Below is a set of records; print all of them exactly as written.

[Items from a dataset]
§ §

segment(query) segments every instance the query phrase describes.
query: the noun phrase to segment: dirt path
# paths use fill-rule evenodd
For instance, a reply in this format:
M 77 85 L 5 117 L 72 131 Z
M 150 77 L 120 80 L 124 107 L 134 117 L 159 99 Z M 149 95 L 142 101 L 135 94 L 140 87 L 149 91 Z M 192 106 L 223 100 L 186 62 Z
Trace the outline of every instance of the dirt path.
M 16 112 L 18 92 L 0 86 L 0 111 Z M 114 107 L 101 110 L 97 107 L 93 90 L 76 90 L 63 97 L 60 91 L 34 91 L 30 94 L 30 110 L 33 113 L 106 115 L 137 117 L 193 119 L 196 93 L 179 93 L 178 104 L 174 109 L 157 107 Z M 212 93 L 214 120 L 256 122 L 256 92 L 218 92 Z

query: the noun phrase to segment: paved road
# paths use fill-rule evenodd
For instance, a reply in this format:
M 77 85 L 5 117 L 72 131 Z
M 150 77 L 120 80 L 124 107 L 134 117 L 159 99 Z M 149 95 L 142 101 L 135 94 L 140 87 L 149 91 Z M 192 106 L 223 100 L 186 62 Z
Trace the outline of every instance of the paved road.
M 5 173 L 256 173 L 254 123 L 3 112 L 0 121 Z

§ §

(Solution for this problem):
segment(query) segments every instance the query phrase describes.
query: the noun phrase to segment: dirt path
# paths use fill-rule evenodd
For instance, a reply in this format:
M 77 85 L 5 117 L 72 131 Z
M 150 77 L 120 80 L 124 107 L 134 117 L 159 99 Z M 149 95 L 142 101 L 135 94 L 140 87 L 149 91 Z M 192 106 L 223 100 L 186 62 Z
Trace the outline of every instance of the dirt path.
M 16 112 L 18 92 L 0 86 L 0 111 Z M 114 107 L 101 110 L 97 107 L 93 90 L 76 90 L 63 97 L 60 91 L 34 91 L 30 94 L 30 110 L 33 113 L 106 115 L 137 117 L 193 119 L 196 93 L 179 93 L 178 104 L 174 109 L 157 107 Z M 212 93 L 214 120 L 256 122 L 256 92 L 218 92 Z

query: the noun phrase to segment: paved road
# paths use fill-rule evenodd
For instance, a reply in this format:
M 77 85 L 5 117 L 72 131 Z
M 150 77 L 120 80 L 124 107 L 134 117 L 159 99 Z M 149 95 L 142 101 L 135 94 L 140 87 L 149 91 Z M 192 106 L 223 100 L 186 62 Z
Trace the outline of every instance of the paved road.
M 5 173 L 256 173 L 254 123 L 3 112 L 0 121 Z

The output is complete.